/---

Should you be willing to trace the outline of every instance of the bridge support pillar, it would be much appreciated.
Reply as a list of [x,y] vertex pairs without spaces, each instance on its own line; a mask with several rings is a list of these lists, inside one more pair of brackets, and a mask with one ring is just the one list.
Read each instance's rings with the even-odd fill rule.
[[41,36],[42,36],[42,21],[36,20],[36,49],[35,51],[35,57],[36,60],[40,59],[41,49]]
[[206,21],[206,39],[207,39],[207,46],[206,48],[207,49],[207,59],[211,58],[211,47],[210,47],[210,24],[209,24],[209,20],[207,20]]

\---

WHAT YOU SHOULD DO: Rewrite the listing with "pillar" swapped for "column", leaving everything else unchanged.

RESPONSE BELOW:
Should you be willing to trace the outline of every instance of the bridge support column, it would be much appreciated.
Reply as a list of [x,y] vertex pairs without spaces, each instance on its own line; a mask with several rings is a list of these lists, inside one more pair of brackets, and a mask with one ring is just the one list.
Read each instance's rings with the even-odd fill rule.
[[41,36],[42,36],[42,21],[36,20],[36,49],[35,51],[35,57],[36,60],[40,59],[41,49]]
[[206,21],[206,39],[207,39],[207,46],[206,48],[207,49],[207,59],[211,58],[211,47],[210,47],[210,24],[209,24],[209,20],[207,20]]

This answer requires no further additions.